#### Problems
1/ Reproduce the part of the blog post that begins at the words "We ended up" and stops after "the Rembrandt Hotel.".
2/ For each statement, say yes or no depending on whether the blog post agrees with it, and quote the words from the blog post that decide it. (a) A place on Soi 33 advertised for a receptionist at 10,000 baht a month. (b) Stu's friend was at the pub. (c) The writer had been to Livingstone's before.

#### Page text

Monday, December 18th, 2006 at 1:44 pm

The kids never cease to surprise me. This Thursday, chief droog Bubbles (not his real name) decided that he liked the English learnin’ game. I ended up with three of them playing that while two did their own thing, and for the third week in a row I wasn’t exhausted at the end of class. Maybe I’m onto something with this whole freedom of choice approach.

That night Stu and I went down Soi 33 to see if a friend of his was at a pub there. Soi 33 is also known as Soi Dead Artist. First a bar called the Renoir Club opened, then a bunch of copycats followed - the Degas Club, the Goya Club, the Monet, the Gaugin, and Dali Pool (as well as establishments with classy names like Love Teen Massage). The street also hosts Demonia, a bondage club. The girls outside smile and say ‘Welcome’ just like the girls at the other places. As Stu said, shouldn’t they be snarling ‘Get inside, slave!’?

One place had a sign up advertising for a receptionist at 10,000 baht ($US284) a month. Some receptionists in black cocktail dresses were standing outside attracting customers. They probably work 7pm-2am for their 10,000 bt, which isn’t a great amount to live on, but it’s more than a police constable’s salary, and the uniforms are prettier. The girls in Soi Dead Artist are well groomed and tastefully begowned, but the street seems (somehow appropriately) dead and they all look bored. Stu’s friend isn’t at the pub, which is full of old white gents. Stu introduces me to one, an affable American named Alan.
“Hi. You’re pretty,” he says to me, and to Stu, “Is she your niece?”
“Sister,” I say. “Brother, sister.”
Stu and I have been taken for brother and sister before and I see an opportunity to start a rumour that we’re cohabiting in incestuous bliss, but Stu soon introduces me as his wife. As he points out later, he didn’t say I wasn’t his sister too.

We ended up at Livingstone’s, an African-themed bar/restaurant hotel complex. I hadn’t been there before, and I liked the outdoor seating under a thatched cloister around an aquamarine pool with a view across to a multilevel carpark - and, appropriately again, the Rembrandt Hotel.

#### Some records
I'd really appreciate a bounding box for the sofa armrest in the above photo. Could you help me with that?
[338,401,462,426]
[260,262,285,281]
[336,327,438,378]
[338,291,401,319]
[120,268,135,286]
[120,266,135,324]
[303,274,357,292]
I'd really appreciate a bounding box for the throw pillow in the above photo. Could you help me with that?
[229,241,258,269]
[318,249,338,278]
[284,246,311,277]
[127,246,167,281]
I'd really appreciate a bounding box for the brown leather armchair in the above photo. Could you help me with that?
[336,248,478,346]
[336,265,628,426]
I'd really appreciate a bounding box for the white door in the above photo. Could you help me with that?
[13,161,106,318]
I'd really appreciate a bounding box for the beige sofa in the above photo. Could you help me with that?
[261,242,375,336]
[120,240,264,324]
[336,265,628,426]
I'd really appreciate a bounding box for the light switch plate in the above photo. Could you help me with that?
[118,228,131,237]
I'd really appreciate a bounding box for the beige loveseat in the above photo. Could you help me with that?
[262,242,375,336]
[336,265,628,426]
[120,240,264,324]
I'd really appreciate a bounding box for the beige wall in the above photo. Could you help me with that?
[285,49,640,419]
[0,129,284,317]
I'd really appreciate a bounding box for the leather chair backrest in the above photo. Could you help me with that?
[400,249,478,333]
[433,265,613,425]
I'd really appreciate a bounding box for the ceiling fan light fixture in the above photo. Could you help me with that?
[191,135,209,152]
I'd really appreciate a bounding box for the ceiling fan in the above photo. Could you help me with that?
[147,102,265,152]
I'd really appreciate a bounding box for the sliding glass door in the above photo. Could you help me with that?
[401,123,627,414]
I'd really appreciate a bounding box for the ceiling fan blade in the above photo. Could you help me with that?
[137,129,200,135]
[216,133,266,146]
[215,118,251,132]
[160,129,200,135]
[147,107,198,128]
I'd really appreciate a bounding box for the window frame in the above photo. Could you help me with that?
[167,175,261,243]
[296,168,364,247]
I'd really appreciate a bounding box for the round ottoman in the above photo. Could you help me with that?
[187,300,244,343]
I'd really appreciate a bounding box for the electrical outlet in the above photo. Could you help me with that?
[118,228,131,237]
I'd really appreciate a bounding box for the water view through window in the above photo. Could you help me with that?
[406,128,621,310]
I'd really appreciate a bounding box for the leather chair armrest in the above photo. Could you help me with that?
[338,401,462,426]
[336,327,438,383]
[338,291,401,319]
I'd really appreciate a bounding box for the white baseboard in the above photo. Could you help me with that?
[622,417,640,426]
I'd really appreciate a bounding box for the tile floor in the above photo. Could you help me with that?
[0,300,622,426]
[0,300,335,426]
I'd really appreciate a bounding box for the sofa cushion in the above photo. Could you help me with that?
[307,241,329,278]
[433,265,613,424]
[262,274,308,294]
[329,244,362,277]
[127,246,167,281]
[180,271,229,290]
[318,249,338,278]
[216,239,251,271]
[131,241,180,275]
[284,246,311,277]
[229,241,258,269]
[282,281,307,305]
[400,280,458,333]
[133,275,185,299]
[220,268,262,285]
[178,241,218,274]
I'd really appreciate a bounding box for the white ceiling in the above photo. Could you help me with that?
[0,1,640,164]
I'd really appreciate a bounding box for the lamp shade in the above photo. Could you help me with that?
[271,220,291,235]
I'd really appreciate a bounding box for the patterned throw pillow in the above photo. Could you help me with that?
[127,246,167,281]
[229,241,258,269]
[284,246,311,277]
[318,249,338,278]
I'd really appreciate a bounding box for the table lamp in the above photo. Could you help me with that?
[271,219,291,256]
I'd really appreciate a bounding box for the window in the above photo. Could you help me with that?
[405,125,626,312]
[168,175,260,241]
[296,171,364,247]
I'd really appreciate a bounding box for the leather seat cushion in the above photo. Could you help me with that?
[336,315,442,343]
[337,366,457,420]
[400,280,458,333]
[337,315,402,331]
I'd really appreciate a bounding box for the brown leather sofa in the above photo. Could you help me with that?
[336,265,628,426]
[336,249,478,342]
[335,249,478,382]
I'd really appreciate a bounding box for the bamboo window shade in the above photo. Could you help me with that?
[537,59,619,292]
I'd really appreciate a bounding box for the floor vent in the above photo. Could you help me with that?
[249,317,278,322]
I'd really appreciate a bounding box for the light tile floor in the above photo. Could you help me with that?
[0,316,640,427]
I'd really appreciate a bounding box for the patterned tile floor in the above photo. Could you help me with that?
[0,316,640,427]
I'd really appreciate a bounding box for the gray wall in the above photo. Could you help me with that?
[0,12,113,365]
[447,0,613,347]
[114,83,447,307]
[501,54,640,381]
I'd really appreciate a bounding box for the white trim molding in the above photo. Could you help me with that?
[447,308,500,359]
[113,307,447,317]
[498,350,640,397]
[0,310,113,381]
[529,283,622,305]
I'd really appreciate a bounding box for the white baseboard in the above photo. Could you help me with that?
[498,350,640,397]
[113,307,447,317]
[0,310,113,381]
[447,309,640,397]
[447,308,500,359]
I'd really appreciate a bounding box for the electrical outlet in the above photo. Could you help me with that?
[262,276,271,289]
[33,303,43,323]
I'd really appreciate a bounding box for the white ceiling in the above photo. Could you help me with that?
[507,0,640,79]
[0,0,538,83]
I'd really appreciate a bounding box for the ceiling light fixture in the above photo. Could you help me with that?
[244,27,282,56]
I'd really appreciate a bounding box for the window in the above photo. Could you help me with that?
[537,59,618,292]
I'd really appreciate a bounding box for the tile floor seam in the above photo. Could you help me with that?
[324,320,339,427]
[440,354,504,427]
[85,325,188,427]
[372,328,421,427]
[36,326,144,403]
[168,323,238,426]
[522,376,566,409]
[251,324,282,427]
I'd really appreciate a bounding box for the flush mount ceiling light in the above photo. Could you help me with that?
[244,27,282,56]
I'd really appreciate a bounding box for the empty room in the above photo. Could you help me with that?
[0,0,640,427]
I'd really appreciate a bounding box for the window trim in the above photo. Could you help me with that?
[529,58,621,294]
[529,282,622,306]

...

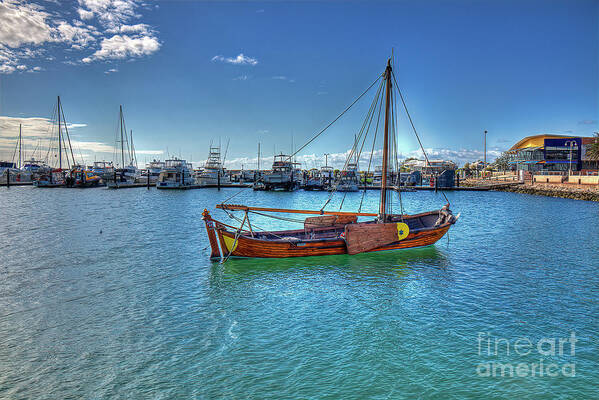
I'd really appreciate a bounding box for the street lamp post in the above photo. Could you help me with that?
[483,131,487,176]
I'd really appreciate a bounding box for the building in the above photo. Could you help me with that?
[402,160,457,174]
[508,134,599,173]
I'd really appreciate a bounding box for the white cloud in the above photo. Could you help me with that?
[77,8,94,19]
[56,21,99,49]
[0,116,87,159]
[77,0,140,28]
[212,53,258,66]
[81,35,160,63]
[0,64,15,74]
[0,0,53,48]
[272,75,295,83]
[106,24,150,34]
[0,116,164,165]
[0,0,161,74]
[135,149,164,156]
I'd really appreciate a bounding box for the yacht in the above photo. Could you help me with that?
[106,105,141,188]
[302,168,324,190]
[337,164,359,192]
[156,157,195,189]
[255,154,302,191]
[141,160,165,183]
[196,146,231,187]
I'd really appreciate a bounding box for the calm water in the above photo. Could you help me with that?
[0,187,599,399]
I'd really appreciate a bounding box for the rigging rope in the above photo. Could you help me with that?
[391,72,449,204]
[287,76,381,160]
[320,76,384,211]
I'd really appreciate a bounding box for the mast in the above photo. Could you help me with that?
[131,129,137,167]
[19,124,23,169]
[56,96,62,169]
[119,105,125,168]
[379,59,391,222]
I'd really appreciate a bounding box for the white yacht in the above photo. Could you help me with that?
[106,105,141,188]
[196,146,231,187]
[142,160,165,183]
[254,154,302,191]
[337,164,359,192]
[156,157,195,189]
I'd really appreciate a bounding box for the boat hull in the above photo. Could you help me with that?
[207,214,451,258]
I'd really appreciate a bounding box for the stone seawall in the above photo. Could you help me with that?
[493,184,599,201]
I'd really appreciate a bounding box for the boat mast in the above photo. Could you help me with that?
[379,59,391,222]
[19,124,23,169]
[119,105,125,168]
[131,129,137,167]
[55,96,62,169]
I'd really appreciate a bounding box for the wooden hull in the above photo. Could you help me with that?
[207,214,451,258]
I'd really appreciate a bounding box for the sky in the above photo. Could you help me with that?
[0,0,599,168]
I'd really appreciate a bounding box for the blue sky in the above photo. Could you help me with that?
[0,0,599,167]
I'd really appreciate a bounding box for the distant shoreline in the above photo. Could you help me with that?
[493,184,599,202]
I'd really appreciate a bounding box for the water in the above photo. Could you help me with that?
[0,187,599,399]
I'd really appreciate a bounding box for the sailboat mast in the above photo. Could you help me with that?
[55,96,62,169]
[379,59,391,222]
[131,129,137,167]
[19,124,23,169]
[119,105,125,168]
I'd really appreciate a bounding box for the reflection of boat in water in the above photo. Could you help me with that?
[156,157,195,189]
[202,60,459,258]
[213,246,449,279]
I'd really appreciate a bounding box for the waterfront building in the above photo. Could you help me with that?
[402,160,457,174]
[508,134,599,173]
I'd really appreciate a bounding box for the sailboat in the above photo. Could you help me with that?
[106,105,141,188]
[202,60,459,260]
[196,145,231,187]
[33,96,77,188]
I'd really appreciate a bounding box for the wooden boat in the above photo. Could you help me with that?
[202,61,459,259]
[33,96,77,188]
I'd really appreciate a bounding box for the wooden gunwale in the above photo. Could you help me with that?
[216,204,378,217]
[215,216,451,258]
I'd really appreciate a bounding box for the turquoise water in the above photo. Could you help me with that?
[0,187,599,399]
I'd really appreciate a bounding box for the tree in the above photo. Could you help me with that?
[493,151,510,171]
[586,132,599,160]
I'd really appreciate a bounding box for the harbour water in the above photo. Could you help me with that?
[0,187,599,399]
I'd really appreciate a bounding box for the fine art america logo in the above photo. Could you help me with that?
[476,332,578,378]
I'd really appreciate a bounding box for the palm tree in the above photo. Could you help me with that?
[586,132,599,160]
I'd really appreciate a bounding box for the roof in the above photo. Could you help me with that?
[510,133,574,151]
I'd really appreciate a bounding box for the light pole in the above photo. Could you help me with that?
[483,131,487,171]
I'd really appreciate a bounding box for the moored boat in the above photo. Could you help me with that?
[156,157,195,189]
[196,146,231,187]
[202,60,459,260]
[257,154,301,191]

#### Solutions to the tasks
1/
We ended up at Livingstone’s, an African-themed bar/restaurant hotel complex. I hadn’t been there before, and I liked the outdoor seating under a thatched cloister around an aquamarine pool with a view across to a multilevel carpark - and, appropriately again, the Rembrandt Hotel.

2/
(a) Yes: "One place had a sign up advertising for a receptionist at 10,000 baht ($US284) a month."
(b) No: "Stu’s friend isn’t at the pub, which is full of old white gents."
(c) No: "I hadn’t been there before"